=== What you will do ===
Copy out the listing that follows, exact in every word, and skip the images.

=== Provided entries ===

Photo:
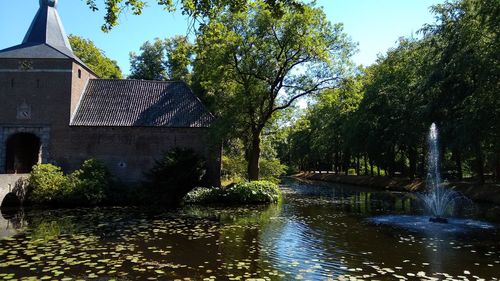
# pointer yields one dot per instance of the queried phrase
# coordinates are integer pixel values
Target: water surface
(318, 232)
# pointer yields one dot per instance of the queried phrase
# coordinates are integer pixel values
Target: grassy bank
(489, 192)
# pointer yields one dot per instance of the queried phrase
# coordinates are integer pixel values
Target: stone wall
(129, 152)
(10, 183)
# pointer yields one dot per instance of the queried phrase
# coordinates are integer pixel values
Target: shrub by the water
(90, 182)
(48, 185)
(174, 175)
(255, 192)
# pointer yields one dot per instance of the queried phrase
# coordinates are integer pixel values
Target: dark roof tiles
(140, 103)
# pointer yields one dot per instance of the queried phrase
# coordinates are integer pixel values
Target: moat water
(319, 232)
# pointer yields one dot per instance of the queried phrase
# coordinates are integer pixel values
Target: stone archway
(21, 153)
(40, 132)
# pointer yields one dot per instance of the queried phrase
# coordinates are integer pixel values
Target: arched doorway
(22, 152)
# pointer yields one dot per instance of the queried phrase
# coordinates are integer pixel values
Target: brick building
(54, 109)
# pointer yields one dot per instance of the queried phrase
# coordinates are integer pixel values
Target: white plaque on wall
(24, 111)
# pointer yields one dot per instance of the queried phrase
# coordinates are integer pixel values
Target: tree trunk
(479, 163)
(497, 166)
(357, 166)
(366, 164)
(458, 163)
(412, 157)
(253, 157)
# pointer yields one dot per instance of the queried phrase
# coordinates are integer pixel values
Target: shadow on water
(318, 232)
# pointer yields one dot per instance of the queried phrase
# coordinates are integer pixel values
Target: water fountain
(439, 200)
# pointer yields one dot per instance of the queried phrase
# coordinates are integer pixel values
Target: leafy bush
(272, 169)
(48, 185)
(86, 186)
(174, 175)
(255, 192)
(90, 182)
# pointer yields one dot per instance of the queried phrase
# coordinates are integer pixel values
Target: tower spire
(47, 28)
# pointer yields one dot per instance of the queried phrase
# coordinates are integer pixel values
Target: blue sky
(375, 24)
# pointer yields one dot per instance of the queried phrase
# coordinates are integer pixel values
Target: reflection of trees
(11, 222)
(241, 239)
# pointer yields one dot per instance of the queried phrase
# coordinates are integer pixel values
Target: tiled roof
(140, 103)
(45, 38)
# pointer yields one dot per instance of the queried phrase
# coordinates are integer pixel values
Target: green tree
(94, 58)
(464, 83)
(180, 54)
(196, 9)
(255, 65)
(150, 63)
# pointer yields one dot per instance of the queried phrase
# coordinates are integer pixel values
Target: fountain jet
(438, 200)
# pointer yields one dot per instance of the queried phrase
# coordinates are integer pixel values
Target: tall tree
(180, 54)
(465, 80)
(150, 63)
(255, 64)
(94, 58)
(198, 10)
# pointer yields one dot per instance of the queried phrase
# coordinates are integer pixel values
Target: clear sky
(375, 24)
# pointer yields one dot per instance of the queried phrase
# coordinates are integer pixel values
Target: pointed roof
(140, 103)
(45, 37)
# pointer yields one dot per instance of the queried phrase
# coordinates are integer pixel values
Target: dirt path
(489, 192)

=== Solved problem ===
Photo:
# pointer yields one dot per instance of the queried phrase
# coordinates are integer pixel values
Target: water surface
(318, 232)
# pointer yields one dot per instance of the queried phrase
# coordinates are integer pixel values
Target: grassy bank
(489, 192)
# pointer yields one dot per instance of the queried phrase
# coordinates are integer pixel values
Target: stone wall
(129, 152)
(10, 183)
# pointer yields one dot per instance of the queried phrase
# coordinates are integer pixel values
Target: shrub by the water
(90, 182)
(48, 185)
(174, 175)
(255, 192)
# pointer yields one dot per instance of the queried phrase
# coordinates are integer pixel values
Target: dark roof tiles
(140, 103)
# pointer yields one dot per instance of the queried phrase
# coordinates are integer pixel values
Target: moat water
(319, 232)
# pointer yields one dot per instance of the queried phrase
# coordinates are integer pixel values
Target: stone archway
(21, 153)
(40, 132)
# pointer yields one dot per instance of the queried phrase
# coordinates are integer pixel values
Target: arched doorway
(22, 152)
# pointer yields one dot per instance of the queried phrase
# coordinates are integer pixel values
Target: brick building
(54, 109)
# pointer yields one dot per instance of the queried phrase
# coordinates are integer pixel values
Target: white plaque on wall
(24, 111)
# pointer yields one dot per instance of the queried phrase
# coordinates are integer pixel values
Target: tree trunk
(479, 163)
(497, 166)
(357, 166)
(366, 164)
(458, 163)
(412, 157)
(253, 157)
# pointer yields one dot per instance of the queried phrase
# coordinates are integer pixel values
Target: shadow on water
(318, 232)
# pointer yields one dot per instance of the queried phrase
# coordinates are integer pixel values
Target: water fountain
(439, 200)
# pointer yields one dot per instance of the queried phrase
# coordinates are integer pixel values
Target: leafy bush
(272, 169)
(48, 185)
(86, 186)
(174, 175)
(255, 192)
(90, 182)
# pointer yields one dot per instance of the queried phrase
# coordinates are integer pixel values
Target: tower spire
(47, 28)
# pointer yields one dot per instance of the queried phrase
# coordinates are integer pixel values
Target: blue sky
(375, 24)
# pointer yields one dot per instance of the queried phrase
# coordinates are integer pixel values
Target: reflection of trees
(11, 222)
(241, 239)
# pointer yields one dot per instance of the queried phrase
# coordinates are integer pixel values
Target: tiled roof
(140, 103)
(45, 38)
# pointer yields one dot per instance of the queried phrase
# coordinates are integer pixel values
Target: green tree
(94, 58)
(464, 83)
(180, 54)
(196, 9)
(255, 65)
(150, 63)
# pointer yields one dot per instance of the queried phrase
# coordinates are integer pixel values
Target: fountain jet
(438, 200)
# pointer yields one dot per instance of the queried phrase
# coordinates are integer pixel values
Target: tall tree
(180, 54)
(465, 80)
(150, 63)
(255, 64)
(94, 58)
(198, 10)
# pointer yields one dot per instance of the queried phrase
# coordinates are integer pixel values
Target: clear sky
(375, 24)
# pointer yields one dot per instance of the queried phrase
# coordinates are integer pixel values
Target: pointed roof
(140, 103)
(45, 37)
# pointer yields one dot per instance of the queried phrase
# coordinates are integer pixel values
Target: dirt path
(489, 192)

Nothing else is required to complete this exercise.